DESCRIPTION OF THE TASK:
Put every line of the material below into a JSON list of strings, one string per line, and leave out any blank lines.

STORED RECORDS:
....

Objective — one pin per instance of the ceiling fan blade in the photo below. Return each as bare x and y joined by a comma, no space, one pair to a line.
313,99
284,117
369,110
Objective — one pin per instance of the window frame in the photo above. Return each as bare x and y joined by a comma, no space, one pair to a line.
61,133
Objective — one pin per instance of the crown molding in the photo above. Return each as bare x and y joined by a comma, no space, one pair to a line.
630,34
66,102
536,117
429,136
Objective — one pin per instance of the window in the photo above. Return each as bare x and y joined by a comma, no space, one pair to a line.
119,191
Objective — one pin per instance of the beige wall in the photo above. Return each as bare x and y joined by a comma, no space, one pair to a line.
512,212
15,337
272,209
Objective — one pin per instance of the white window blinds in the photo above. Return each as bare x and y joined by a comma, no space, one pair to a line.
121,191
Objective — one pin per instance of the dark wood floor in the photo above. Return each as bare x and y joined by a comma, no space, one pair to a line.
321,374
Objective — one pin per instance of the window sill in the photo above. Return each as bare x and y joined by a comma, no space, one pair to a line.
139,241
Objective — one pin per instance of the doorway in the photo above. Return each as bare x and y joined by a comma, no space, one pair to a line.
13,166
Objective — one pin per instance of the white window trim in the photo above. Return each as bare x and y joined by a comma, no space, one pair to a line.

....

OUTPUT BELOW:
[
  "Objective — one pin per instance of the ceiling fan blade in the photo below. Return each as bare x and y joined by a comma, no space, one pair to a line.",
  "313,99",
  "284,117",
  "369,110",
  "Objective — one pin per instance of the window frame in the photo above. Return each as bare x and y joined by a comma, no space, one pair to a line.",
  "61,133",
  "Objective — one pin per instance of the crown molding in the photo above. Return each as bare x and y joined by a comma, no space, one pair to a line.",
  "630,34",
  "66,102",
  "536,117",
  "429,136",
  "Objective — one pin per instance of the window in the photo above. Return each as bare x and y joined by a comma, no space, one pair to a line.",
  "119,191",
  "Objective — one pin per instance of the beige wall in the photo above. Return each as bare x and y joined by a comma, no space, one pair to a line.",
  "512,212",
  "15,337",
  "272,209",
  "Objective — one pin per instance of the white window blinds in the photo above. Return each as bare x and y joined by a comma, no space, one pair to a line.",
  "121,191",
  "Objective — one pin per instance of the dark wood floor in the photo above. Return each as bare x and y joined by a comma, no space, one pair to a line.",
  "321,374",
  "Objective — one pin per instance of the window sill in the photo above. Return each as bare x and y joined by a comma, no space, one pair to a line.",
  "139,241",
  "Objective — one pin per instance of the doorway in the photo above. Return each as bare x and y joined by a comma, no space, one pair to a line.",
  "13,166",
  "Objective — one pin per instance of the white window trim in the photo above. Return each as bare x and y joined by a comma, no space, one pair to a line."
]